Copy out word for word the line with "Expected behaviour: place one point on the man in sunglasses" and the lines that follow it in the listing below, up to the final one.

* [WORKING DATA]
- - -
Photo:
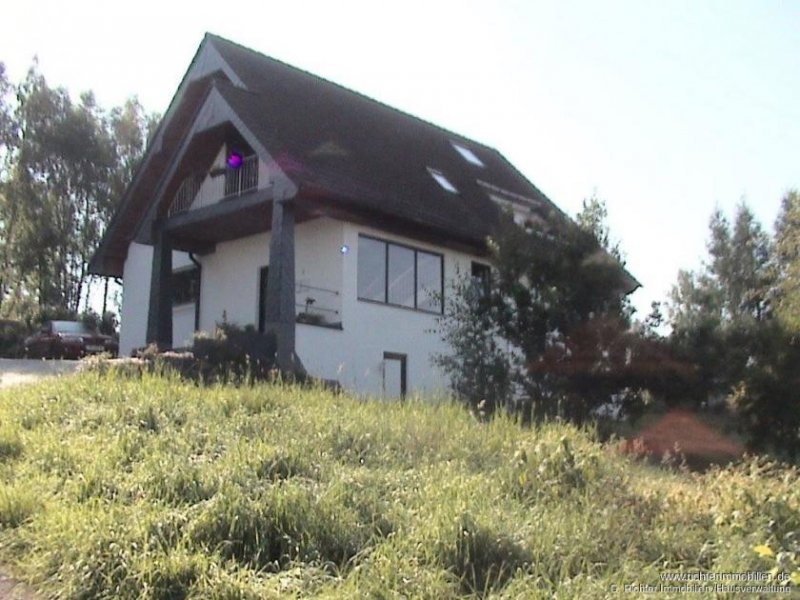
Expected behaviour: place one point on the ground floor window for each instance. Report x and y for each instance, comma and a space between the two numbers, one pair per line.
185, 286
263, 277
400, 275
395, 372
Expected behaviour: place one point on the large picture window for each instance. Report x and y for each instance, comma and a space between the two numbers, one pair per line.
185, 286
399, 275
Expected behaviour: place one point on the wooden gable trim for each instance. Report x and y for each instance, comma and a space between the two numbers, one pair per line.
214, 111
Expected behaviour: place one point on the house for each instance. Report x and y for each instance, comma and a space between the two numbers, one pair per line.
274, 198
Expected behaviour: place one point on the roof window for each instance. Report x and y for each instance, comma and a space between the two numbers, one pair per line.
468, 154
442, 180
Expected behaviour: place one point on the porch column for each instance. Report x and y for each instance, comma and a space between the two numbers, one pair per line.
280, 308
159, 316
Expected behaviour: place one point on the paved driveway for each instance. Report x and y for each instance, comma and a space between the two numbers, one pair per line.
15, 371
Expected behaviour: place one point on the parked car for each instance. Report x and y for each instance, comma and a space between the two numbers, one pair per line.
68, 339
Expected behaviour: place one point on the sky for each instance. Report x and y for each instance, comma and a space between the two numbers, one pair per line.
665, 110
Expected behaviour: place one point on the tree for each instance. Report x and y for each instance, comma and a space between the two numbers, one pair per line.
724, 322
550, 334
787, 259
65, 166
714, 313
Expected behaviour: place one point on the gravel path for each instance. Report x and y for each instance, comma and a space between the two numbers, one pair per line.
14, 371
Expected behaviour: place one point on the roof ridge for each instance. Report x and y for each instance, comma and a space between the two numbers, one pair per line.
381, 103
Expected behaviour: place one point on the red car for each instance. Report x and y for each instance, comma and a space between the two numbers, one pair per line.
68, 339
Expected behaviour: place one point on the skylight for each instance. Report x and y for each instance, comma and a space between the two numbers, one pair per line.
443, 181
468, 154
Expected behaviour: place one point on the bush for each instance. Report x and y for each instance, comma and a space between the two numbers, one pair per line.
12, 338
234, 353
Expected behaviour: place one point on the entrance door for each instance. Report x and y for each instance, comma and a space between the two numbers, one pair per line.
394, 375
263, 277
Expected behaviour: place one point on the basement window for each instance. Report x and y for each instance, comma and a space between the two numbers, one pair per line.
442, 180
468, 155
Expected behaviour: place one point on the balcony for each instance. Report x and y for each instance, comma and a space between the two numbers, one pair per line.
199, 189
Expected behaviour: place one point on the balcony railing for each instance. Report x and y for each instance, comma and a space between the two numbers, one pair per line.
201, 190
185, 195
243, 179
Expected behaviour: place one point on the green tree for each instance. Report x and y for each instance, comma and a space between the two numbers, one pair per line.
65, 167
715, 313
548, 335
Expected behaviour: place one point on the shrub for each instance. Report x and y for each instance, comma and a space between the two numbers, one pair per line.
234, 353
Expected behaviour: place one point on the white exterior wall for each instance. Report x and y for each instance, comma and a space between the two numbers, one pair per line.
370, 329
135, 297
352, 355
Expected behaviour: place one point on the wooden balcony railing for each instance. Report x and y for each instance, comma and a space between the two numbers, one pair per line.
200, 190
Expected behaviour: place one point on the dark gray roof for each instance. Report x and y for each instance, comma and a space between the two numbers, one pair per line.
331, 136
361, 151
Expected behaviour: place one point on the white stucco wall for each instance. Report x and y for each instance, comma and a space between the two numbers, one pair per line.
136, 300
370, 329
135, 297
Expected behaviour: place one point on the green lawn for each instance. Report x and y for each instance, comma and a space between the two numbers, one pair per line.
113, 487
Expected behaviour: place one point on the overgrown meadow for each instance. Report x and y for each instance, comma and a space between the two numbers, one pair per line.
119, 487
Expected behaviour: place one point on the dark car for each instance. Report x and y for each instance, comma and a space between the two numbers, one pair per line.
68, 339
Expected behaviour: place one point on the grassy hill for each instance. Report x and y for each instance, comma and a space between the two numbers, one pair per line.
153, 488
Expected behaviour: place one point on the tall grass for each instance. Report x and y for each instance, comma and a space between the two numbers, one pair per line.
148, 487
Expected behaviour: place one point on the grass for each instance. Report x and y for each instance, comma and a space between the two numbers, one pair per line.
115, 487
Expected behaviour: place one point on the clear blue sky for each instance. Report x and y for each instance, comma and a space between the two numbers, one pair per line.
664, 109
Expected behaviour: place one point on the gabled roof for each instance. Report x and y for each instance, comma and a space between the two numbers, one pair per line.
358, 151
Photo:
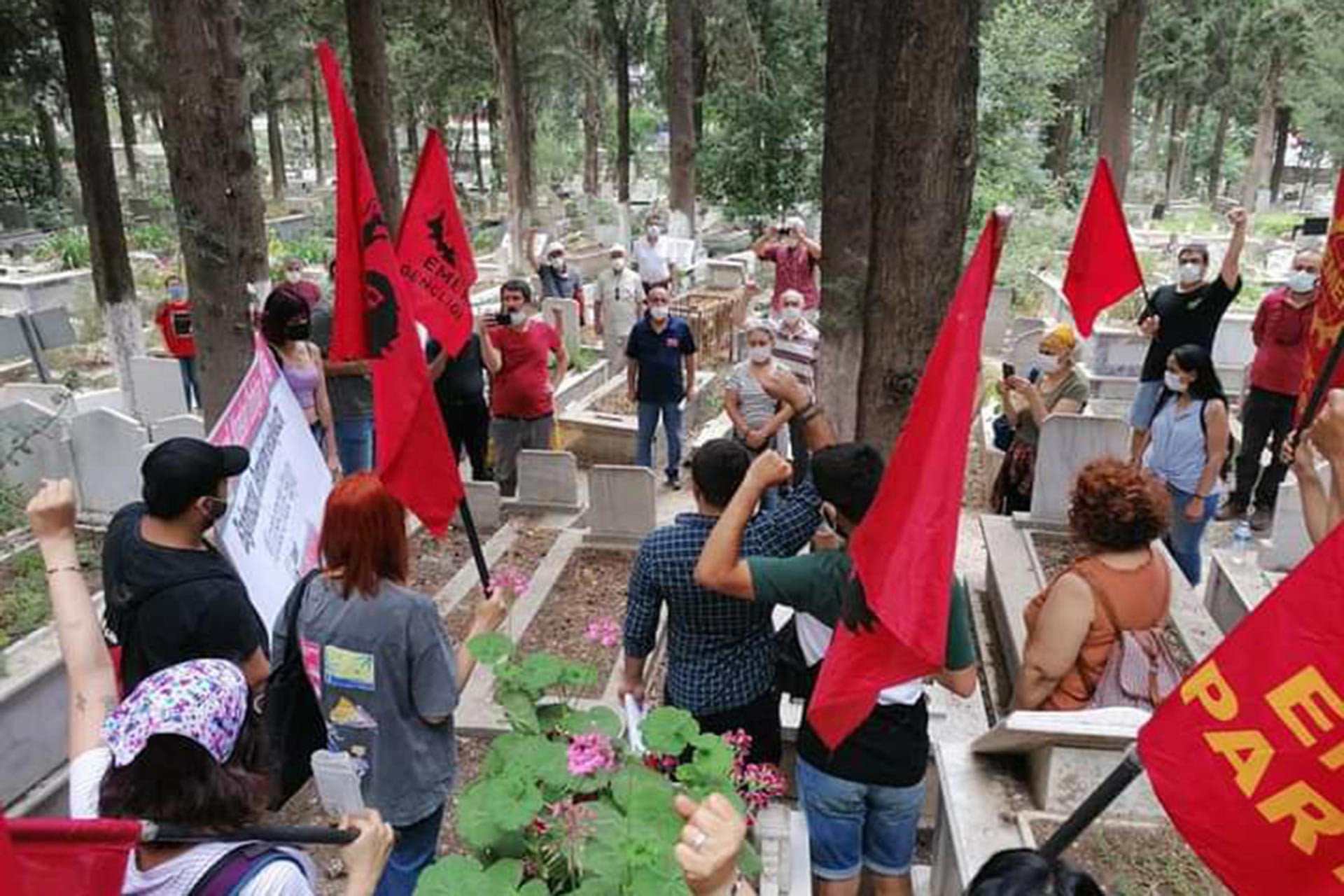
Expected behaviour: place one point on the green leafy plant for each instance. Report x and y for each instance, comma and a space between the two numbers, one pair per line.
564, 806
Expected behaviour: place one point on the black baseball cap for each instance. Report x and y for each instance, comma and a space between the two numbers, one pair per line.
183, 469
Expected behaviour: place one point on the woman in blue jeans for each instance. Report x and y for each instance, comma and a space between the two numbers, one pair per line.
1186, 448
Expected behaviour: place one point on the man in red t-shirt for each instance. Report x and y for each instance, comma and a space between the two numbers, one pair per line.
517, 351
1280, 331
174, 320
796, 258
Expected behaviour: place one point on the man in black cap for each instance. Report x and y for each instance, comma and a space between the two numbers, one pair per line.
171, 596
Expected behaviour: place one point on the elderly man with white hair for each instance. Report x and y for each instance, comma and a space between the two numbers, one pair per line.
796, 257
620, 298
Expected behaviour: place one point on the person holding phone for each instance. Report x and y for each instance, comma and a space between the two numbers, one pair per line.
1060, 388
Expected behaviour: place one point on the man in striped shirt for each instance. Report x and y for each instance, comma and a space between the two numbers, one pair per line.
797, 344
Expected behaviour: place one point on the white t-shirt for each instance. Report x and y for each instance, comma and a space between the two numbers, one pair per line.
178, 875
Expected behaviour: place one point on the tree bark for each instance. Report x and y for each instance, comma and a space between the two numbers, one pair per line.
115, 288
518, 124
1282, 121
216, 183
374, 102
1259, 164
680, 94
1120, 66
898, 169
274, 133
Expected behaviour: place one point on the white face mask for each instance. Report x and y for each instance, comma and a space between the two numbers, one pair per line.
1191, 273
1301, 281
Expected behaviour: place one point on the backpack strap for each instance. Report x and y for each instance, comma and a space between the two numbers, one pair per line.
238, 867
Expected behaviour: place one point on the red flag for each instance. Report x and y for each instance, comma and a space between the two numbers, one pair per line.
436, 251
62, 856
1246, 755
1328, 317
374, 317
905, 547
1102, 266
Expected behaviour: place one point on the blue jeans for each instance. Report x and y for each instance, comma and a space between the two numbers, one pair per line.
1183, 538
190, 387
853, 827
671, 414
355, 444
416, 848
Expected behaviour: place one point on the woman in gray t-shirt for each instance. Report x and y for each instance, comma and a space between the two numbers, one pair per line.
384, 669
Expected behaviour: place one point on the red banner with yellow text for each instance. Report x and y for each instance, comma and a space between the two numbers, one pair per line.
1247, 755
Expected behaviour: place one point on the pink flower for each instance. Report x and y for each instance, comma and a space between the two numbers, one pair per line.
590, 754
604, 631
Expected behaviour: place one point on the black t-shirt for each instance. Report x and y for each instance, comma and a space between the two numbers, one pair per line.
1187, 318
171, 605
463, 381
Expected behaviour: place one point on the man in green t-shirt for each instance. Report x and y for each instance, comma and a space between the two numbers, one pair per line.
863, 799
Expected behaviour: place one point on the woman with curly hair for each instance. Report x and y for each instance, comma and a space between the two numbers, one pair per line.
1120, 584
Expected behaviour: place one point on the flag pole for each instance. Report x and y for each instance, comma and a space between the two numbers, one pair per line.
1094, 805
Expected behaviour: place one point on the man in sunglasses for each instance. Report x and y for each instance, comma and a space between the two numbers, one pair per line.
169, 594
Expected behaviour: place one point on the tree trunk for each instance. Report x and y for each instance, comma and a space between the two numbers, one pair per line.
518, 124
1257, 167
274, 133
115, 288
1120, 66
1215, 159
216, 183
680, 94
374, 102
898, 169
118, 50
1282, 121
- - -
* [RESPONSE AREA]
Expected behaviour: place one point on the man in sunglasses for each instance. Report x and y for each instance, comma and a space between the two numbers, one pair per line.
169, 594
Expected behaviour: place one point on the tree trunk for each instance. Report x and y for each instance, comma and a space between the two numbers, one pair per line.
518, 124
1257, 167
274, 133
115, 288
1120, 66
1215, 159
216, 183
680, 94
374, 102
898, 169
118, 50
1282, 121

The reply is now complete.